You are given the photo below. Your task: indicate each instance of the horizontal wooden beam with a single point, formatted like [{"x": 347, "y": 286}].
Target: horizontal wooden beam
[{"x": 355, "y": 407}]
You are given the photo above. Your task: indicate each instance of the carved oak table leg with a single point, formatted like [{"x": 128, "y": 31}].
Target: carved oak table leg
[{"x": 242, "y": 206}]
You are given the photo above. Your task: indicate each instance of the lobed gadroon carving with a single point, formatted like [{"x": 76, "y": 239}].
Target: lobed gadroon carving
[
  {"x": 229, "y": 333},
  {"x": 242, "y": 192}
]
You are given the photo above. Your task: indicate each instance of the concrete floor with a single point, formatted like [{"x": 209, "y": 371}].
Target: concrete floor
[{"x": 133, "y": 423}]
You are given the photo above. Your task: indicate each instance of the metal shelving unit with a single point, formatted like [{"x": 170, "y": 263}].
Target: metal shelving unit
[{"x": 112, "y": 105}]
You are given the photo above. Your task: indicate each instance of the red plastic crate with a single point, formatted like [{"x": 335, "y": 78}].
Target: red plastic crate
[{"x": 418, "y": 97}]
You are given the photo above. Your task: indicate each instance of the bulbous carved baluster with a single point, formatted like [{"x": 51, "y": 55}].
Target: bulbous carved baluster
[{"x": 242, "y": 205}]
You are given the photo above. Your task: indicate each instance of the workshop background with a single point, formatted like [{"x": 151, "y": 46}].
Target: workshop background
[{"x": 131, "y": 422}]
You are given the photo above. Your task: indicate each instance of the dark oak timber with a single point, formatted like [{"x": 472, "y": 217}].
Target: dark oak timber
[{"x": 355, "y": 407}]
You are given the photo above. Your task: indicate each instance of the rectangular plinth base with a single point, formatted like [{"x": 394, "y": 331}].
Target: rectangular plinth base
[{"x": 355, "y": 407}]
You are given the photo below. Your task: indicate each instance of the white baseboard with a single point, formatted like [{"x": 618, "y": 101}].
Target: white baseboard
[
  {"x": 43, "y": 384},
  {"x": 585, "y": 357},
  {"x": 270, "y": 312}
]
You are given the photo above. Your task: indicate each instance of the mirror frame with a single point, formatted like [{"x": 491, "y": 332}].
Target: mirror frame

################

TO DO:
Find the word "frame" in the data and show each line that holds it.

RESPONSE AREA:
You are given the photo above. Your task: indicate each instance of the mirror frame with a single point, formatted like [{"x": 491, "y": 332}].
Target: mirror frame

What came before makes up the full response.